• _Reading text_:
★ ★ ★ ★
The data management function 2700 performed in the data management unit 270 is classified into an image analysis result loading function 2710, a data storage/edition/deletion function 2720, an flat file conversion function 2800, and an XML construction function 2900. The data management function 2700 is performed on a project basis, as indicated by reference numerals 2701 , 2702 , and 270n, in FIG. 2. In particular, the image analysis result loading function 2710 is a function of loading a gel image analysis file, for example, performed using an external program, such as Biorad's PDQuest software, or performed in the proteome analysis and data management system itself.

The gel image analysis result is loaded in a predetermined file format, for example, as a Microsoft's Excel file, common gel image data between separate projects is not stored in duplicate, and the one stored common gel image data is referred to for another project. As a result, the amount of used memory space of the database can be conserved.

The functions of the constituent elements in the client/server-based proteome analysis and data management system according to the present invention will be described with reference to FIGS. 1 and 2.

The interface 210 receives one of experimental proteome data and a search parameter from the clients 100a, 100b, ..., and 100z to transmit the received data to the proteome analysis and data management server 200 and receives a proteome analysis result and a proteome search result from the proteome analysis and data management server 200 to transmit the received results to the clients 100a, 100b, ..., and 100z. The data management unit 270 connected to the interface 210 provides the image analysis result loading function 2710 to load a gel image analysis result, the data storage/edition/deletion function 2720 to store, edit, or delete data received from the clients 100a, 100b, ..., and 100z on a project basis, the flat file conversion function 2800, and the XML construction function 2900.
★ ★ ★ ★
• _Listed records_:
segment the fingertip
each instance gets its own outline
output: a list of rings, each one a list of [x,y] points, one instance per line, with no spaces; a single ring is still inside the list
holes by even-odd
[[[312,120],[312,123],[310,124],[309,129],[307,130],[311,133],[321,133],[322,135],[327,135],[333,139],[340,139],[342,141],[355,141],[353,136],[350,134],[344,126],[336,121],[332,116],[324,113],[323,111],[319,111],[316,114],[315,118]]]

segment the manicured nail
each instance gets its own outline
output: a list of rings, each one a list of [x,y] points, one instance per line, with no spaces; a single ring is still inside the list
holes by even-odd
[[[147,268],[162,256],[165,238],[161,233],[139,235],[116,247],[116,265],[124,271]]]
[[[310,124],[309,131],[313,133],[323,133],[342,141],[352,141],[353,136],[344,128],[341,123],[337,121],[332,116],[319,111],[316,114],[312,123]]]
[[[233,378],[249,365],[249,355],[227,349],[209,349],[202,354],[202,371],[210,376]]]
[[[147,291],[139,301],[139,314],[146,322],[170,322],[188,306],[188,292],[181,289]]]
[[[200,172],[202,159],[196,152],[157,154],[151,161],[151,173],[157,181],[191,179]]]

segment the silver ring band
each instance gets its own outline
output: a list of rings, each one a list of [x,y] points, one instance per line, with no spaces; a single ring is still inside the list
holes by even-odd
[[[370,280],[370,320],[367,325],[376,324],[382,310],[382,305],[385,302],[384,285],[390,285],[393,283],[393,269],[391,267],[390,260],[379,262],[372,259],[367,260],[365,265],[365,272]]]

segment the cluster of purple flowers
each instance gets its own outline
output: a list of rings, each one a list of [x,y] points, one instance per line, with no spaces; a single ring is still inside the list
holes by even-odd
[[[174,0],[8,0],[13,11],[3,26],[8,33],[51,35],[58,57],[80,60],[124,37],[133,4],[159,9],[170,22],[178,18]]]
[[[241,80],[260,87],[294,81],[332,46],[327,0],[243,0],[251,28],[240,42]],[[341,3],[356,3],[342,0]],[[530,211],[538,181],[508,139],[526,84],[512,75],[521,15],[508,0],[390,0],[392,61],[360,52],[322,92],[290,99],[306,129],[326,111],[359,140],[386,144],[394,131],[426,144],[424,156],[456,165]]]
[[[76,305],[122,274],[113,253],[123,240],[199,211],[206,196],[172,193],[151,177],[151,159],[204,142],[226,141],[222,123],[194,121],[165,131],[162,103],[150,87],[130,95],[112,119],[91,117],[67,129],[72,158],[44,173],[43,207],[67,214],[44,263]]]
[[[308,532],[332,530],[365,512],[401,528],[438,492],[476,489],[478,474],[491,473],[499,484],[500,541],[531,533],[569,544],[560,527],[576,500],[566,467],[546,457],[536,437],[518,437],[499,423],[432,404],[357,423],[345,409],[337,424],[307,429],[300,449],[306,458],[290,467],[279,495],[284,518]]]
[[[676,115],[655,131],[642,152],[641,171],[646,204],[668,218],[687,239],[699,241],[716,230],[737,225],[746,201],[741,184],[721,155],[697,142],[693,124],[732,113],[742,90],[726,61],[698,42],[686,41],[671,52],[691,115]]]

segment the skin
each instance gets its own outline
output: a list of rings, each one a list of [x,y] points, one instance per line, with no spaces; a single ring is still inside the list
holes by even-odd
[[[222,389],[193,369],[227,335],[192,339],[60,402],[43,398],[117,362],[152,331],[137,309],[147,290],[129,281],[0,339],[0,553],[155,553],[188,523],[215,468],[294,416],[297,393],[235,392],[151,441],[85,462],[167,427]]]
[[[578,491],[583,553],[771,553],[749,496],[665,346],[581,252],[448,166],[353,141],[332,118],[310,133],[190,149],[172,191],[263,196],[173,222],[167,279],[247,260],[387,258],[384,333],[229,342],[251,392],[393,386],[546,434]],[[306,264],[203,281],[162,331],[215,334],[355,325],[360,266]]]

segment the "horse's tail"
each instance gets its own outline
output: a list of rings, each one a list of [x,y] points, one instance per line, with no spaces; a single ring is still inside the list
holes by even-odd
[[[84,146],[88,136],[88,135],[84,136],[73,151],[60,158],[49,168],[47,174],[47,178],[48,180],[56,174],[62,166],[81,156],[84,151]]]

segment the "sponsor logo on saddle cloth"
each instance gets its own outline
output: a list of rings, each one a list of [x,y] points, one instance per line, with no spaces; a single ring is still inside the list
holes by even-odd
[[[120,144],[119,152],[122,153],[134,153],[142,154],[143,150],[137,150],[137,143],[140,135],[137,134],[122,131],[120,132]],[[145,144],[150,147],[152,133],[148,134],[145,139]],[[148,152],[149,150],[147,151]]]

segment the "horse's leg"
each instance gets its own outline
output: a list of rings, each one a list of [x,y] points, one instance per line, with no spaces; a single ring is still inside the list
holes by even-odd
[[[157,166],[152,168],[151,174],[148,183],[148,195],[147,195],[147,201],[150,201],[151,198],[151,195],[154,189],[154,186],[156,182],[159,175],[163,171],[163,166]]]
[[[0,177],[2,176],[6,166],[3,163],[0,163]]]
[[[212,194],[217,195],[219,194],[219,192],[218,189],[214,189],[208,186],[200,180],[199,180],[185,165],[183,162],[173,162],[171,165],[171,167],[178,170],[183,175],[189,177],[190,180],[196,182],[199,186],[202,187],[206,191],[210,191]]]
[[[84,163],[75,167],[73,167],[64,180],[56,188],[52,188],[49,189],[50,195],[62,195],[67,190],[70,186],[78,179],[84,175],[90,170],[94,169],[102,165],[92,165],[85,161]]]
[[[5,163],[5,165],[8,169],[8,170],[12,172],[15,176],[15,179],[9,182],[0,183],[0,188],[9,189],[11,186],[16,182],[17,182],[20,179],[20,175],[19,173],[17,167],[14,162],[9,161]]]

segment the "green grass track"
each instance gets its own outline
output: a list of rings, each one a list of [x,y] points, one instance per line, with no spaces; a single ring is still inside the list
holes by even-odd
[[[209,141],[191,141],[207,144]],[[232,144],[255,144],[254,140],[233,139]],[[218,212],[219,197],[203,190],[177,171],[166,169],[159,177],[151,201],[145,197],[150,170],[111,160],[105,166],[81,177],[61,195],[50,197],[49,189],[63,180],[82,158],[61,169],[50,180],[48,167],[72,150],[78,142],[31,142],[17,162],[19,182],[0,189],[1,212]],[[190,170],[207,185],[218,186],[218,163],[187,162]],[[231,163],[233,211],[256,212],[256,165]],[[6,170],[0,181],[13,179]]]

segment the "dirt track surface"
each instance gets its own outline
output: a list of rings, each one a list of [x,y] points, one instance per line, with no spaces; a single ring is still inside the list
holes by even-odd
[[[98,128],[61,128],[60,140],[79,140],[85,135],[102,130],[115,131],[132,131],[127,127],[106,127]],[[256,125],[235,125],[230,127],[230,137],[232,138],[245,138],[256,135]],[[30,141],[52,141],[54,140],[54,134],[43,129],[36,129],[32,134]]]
★ ★ ★ ★
• _Tasks and exercises_:
a: In the passage on proteome data management, what external program is named as an example for performing gel image analysis?
b: According to the passage on proteome data management, why is common gel image data between separate projects not stored in duplicate?
c: From the passage on proteome data management, retype the part that begins at the words "The data management function 2700 performed" and stops after the words "management system itself.".

• _Your responses_:
a: Biorad's PDQuest software.

b: Only one copy of the common gel image data is stored, and other projects refer to that copy. This conserves the memory space used in the database.

c:
The data management function 2700 performed in the data management unit 270 is classified into an image analysis result loading function 2710, a data storage/edition/deletion function 2720, an flat file conversion function 2800, and an XML construction function 2900. The data management function 2700 is performed on a project basis, as indicated by reference numerals 2701 , 2702 , and 270n, in FIG. 2. In particular, the image analysis result loading function 2710 is a function of loading a gel image analysis file, for example, performed using an external program, such as Biorad's PDQuest software, or performed in the proteome analysis and data management system itself.